DOCUMENT SECTION:
▼

Eric Hoffer - Biography

Biography

Hoffer was born in the Bronx, New York City in 1902, the son of Elsa (née Goebel) and Knut Hoffer, a cabinetmaker. His parents were immigrants from Alsace. By the age of five, he could read in both German and English. When he was age five, his mother fell down a flight of stairs with Eric in her arms. Hoffer went blind for unknown medical reasons two years later, but later in life he said he thought it might have been due to trauma, commenting "I lost my sight at the age of seven. Two years before, my mother and I fell down a flight of stairs. She did not recover and died in that second year after the fall. I lost my sight and for a time my memory". After his mother's death he was raised by a live-in relative or servant, a German woman named Martha. His eyesight inexplicably returned when he was 15. Fearing he would again go blind, he seized upon the opportunity to read as much as he could for as long as he could. His eyesight remained, and Hoffer never abandoned his habit of voracious reading.

Hoffer was a young man when his father, a cabinetmaker, died. The cabinetmaker's union paid for the funeral and gave Hoffer a little over three hundred dollars. Hoffer then took a bus to Los Angeles in 1920. He spent the next 10 years on Los Angeles' skid row, reading, occasionally writing, and working odd jobs.

▲

DATA SUPPLIED:
▼

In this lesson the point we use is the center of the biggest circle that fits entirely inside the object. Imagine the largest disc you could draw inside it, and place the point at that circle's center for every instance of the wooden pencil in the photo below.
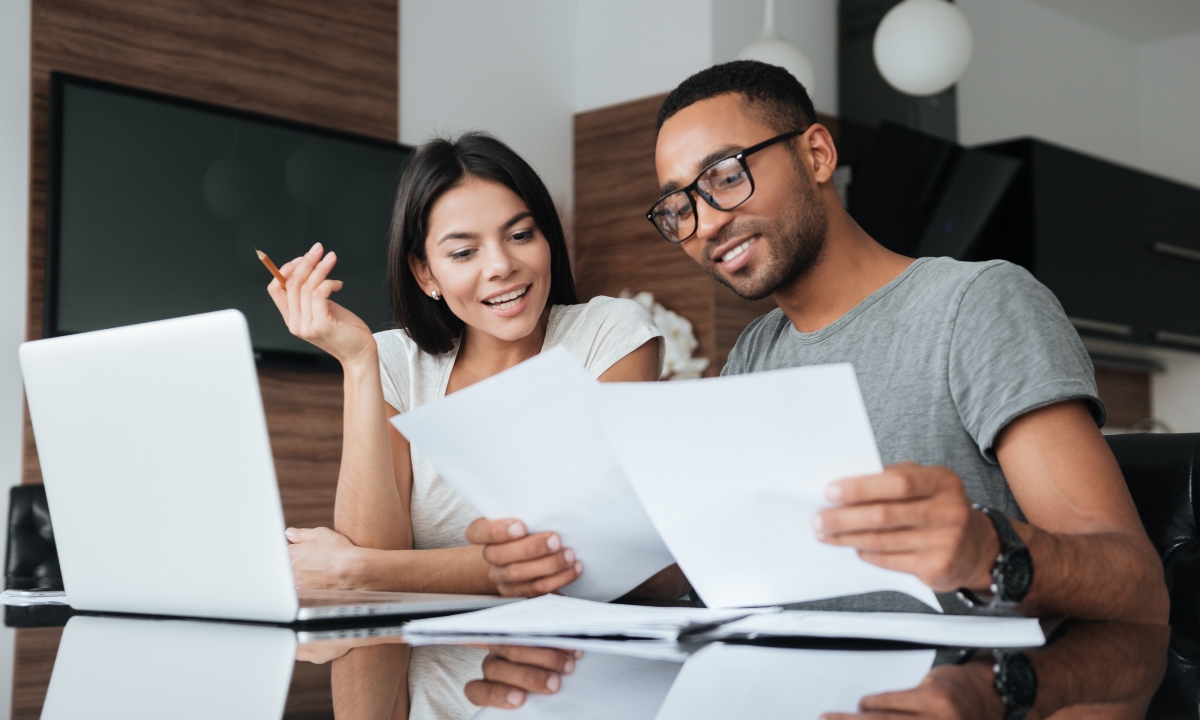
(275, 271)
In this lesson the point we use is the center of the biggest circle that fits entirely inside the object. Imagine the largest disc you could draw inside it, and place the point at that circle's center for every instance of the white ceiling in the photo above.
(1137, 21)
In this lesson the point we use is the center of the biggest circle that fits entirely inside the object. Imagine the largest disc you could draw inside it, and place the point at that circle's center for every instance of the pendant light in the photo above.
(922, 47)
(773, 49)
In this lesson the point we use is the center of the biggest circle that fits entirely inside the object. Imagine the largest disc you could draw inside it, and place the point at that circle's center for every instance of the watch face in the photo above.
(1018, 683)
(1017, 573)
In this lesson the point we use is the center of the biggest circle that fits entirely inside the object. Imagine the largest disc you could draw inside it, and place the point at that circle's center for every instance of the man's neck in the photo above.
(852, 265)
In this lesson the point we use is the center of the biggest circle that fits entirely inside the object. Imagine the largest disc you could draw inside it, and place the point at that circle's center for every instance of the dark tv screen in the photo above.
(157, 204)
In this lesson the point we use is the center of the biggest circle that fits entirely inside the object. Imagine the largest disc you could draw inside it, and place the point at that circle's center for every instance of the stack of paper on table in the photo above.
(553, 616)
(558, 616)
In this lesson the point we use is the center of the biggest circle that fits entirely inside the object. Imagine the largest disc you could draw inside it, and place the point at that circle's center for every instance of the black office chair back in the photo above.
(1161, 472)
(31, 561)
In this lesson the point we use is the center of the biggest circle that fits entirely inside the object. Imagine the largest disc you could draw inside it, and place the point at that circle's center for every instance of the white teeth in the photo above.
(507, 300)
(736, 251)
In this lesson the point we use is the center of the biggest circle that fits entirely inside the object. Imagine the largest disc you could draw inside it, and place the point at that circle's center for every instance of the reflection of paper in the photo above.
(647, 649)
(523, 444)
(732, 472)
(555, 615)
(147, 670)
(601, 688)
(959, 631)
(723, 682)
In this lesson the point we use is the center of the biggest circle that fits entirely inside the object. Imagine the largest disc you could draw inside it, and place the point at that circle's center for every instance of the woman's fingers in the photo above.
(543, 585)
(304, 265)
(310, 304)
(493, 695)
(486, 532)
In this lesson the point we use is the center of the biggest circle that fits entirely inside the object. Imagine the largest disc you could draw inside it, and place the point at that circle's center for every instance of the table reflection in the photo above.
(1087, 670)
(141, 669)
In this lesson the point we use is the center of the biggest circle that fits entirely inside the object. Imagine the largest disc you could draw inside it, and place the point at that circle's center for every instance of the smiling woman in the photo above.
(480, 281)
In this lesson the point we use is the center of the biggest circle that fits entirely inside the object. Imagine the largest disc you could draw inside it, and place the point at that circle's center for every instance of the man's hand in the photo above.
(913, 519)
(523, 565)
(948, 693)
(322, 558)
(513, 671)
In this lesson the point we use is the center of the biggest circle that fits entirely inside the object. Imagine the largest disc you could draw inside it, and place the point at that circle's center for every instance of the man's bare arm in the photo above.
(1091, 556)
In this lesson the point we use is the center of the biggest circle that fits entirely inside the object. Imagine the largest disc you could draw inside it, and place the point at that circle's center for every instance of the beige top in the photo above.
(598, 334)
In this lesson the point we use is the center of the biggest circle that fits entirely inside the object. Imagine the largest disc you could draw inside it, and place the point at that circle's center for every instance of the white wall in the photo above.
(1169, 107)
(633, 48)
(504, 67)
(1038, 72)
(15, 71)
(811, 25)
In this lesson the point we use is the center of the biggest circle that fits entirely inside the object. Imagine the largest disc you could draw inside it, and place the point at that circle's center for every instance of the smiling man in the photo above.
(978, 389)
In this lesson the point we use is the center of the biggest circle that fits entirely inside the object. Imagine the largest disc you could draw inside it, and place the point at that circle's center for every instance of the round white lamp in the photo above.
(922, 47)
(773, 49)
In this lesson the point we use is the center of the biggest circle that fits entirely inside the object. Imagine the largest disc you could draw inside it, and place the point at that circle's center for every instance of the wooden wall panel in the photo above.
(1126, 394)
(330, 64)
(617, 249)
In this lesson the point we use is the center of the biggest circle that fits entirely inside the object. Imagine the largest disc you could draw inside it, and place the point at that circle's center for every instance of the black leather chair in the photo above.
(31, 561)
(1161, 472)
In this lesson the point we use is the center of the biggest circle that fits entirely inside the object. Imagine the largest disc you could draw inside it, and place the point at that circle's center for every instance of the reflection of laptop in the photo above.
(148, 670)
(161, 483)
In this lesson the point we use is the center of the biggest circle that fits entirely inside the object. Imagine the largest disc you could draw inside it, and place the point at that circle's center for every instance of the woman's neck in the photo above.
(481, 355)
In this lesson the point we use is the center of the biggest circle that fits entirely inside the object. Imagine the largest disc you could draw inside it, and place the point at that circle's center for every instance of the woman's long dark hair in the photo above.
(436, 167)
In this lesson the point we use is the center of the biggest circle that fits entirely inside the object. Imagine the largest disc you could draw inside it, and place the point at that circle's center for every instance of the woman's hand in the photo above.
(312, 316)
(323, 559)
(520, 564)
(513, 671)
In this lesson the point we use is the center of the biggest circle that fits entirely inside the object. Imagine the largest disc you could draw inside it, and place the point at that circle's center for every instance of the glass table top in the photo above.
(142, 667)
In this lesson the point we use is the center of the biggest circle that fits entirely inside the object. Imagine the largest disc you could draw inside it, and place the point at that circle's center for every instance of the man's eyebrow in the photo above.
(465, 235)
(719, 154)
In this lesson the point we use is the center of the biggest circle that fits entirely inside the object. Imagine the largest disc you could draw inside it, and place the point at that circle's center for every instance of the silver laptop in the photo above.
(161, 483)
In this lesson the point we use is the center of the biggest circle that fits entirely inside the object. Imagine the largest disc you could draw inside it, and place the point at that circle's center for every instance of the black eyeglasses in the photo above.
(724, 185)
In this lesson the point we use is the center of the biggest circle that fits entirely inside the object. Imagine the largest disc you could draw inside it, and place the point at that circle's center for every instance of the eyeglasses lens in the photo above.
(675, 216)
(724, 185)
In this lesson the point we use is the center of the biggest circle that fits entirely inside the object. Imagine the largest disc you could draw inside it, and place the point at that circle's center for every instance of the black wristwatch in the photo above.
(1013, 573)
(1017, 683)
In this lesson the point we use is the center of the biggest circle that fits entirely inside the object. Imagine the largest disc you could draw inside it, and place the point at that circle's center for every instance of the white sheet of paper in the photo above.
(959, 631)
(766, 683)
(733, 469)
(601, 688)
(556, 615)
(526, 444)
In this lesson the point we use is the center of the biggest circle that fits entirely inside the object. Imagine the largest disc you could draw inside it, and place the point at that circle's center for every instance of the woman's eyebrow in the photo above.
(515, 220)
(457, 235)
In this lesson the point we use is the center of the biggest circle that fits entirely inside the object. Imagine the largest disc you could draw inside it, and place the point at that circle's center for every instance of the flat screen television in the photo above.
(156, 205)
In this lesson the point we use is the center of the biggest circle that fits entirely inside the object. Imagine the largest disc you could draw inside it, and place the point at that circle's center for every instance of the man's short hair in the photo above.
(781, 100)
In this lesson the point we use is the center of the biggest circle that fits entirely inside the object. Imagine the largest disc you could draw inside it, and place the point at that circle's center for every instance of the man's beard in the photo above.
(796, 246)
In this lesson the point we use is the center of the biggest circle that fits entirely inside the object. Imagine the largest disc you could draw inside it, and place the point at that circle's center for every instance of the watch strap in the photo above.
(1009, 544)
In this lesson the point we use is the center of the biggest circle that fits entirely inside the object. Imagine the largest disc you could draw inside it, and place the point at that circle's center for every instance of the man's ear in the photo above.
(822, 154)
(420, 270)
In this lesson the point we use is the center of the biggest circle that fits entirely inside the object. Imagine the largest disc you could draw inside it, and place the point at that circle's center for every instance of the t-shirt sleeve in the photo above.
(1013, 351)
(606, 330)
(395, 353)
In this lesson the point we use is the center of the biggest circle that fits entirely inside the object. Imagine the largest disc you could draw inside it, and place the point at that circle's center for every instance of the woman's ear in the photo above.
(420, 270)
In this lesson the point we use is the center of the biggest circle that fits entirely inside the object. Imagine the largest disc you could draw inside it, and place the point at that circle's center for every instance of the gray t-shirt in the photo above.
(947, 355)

▲

YOUR GOAL:
Write the next part of the Eric Hoffer biography above, starting right after the sentence about his ten years on Los Angeles' skid row.

YOUR RESPONSE:
In 1931, he considered committing suicide by drinking a solution of oxalic acid, but he could not bring himself to swallow the poison. The experience gave him a new determination to live adventurously. It was then he left skid row and became a migrant worker. Following the harvests along the length of California, he collected library cards for each town near the fields where he worked and, living by preference, "between the books and the brothels". A seminal event for Hoffer occurred in the mountains where he had gone in search of gold. Snowed in for the winter, he read the Essays by Michel de Montaigne. Montaigne's book impressed Hoffer deeply, and he often made reference to its importance for him. He also developed a great respect for America's underclass, which, he declared, was "lumpy with talent". During the 1930s, he wrote a novel, Four Years in Young Hank's Life, and a novelette, Chance and Mr. Kunze, both partly autobiographical, and a long article about his experiences and revelations in a federal work camp, "Tramps and Pioneers". The fictional work was never published, but a truncated version of the article was published by Harper's Magazine after Hoffer became well known.

Hoffer attempted to enlist in the Armed forces in 1942 but was rejected because of a hernia. To contribute to the war effort, he worked as a longshoreman on the docks of The Embarcadero. During this period he began to write.

Hoffer retired from the docks in 1967 and from public life in 1970. In 1970 he endowed the Lili Fabilli and Eric Hoffer Laconic Essay Prize for students, faculty, and staff at the University of California, Berkeley.

He died at his home in San Francisco on May 21, 1983 at the age of 80.